**Extrait du texte:**
──────────

Bonjour
Patrick Pelloux avait prévenu : l’argent peut tuer. L’argent peut tuer certes – aussi certainement que l’on peut tuer pour lui. Et voici, aujourd’hui, que la menace de la mort revient planer sur le titre conçu en urgence, il y a quarante-cinq ans, par François Cavanna (1923-2014), Georges Wolinski (1934-2015) et le Professeur Choron (1929-2005). Comment ? Pourquoi ?
Etreintes
Eclipse du 20 mars 2015, soit moins de trois mois après l’attentat meurtrier qui a décimé la rédaction. Nous avons tous été spectateurs de la tragédie, comme de tout ce qui s’en est suivi… Des millions, des dizaines de millions furent Charlie… Un phénomène sans précédent, une catharsis, quelque chose comme une transgression suivie d’une communion … Des images plus que marquantes… On se souvient du coup de fil de Patrick à François… L’urgentiste en ligne avec le président de la République… Puis cette accolade déguisée en étreinte – ou l’inverse datée du 11 janvier. Un moment dont parle encore François Hollande dans un nouveau quinzomadaire aujourd’hui dans tous les kiosques.
Pèlerinages
Les kiosques, parlons-en … Ces kiosques devant lesquels on vit longtemps des queues interminables, vrais pèlerinages. Compostelles de papier journal…. La vraie croix… Après la mort frôlée il nous fallait participer à la renaissance de l’entreprise. En donnant de l’argent, en achetant coûte que coûte.
Sans oublier la profession en abyme. Des titres hier condescendants, vinrent au chevet du moribond… On filma les survivants hébergés par Libération… On s’inquiéta de la nouvelle formule, de la prochaine Une…On fit parler les blessés… On sacralisa la conférence de rédaction… Bien évidemment, pendant l’absence le commerce continua. Des opuscules noirs et gris Charlie fleurirent autour des tiroirs-caisses des maisons de la presse (1).

──────────

**Données enregistrées:**
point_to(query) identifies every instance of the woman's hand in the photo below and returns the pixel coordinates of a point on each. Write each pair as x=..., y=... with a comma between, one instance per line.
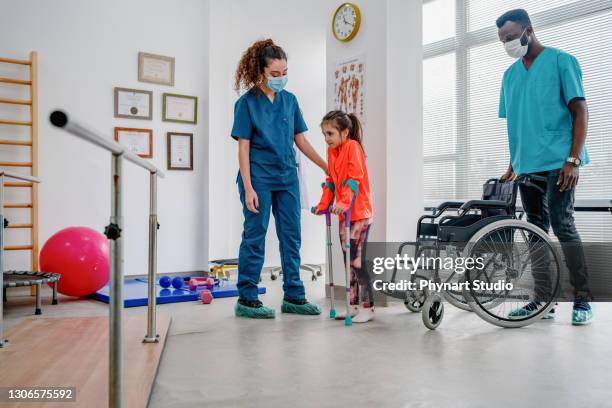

──────────

**Consignes:**
A – D'après l'extrait consacré à Charlie, qui a conçu le titre il y a quarante-cinq ans ?
B – Reprenez l'extrait consacré à Charlie à la suite de sa dernière phrase.

**Réponses:**
A – François Cavanna, Georges Wolinski et le Professeur Choron.

B –
Enfin le premier numéro de l’après-attentat arriva…. Nouvelles polémiques… Le journal revivait…. Puis le deuxième numéro. Quelques applaudissements. Le troisième est là. L’émotion beaucoup moins. Hier, devant les caméras, sur les petites pancartes noires, ce n’était plus Charlie mais la Tunisie. Et puis on oubliera la Tunisie dès que d’autres attentats seront commis.
Contre-don
Le temps passe toujours plus vite. Reste l’invariant du contre – don. Tous les psychanalystes, et bien des psychologues vous en parleront… Couplé aux appétits médiatiques il ne pouvait, ici, que prendre de redoutables dimensions. Et bien évidemment c’est d’argent qu’il est question. La question du blasphème expédiée voici celle du nerf d’une bien étrange guerre.
Hier encore personne n’aurait osé aborder publiquement ce qui était de l’ordre du secret des familles et des entreprises. Qui aurait enquêté sur Charlie quand il était, à nouveau, au bord du gouffre ? De quel droit ? Désormais l’affaire est publique, devenue comme nécessaire, paradoxalement vitale. Le contre-don.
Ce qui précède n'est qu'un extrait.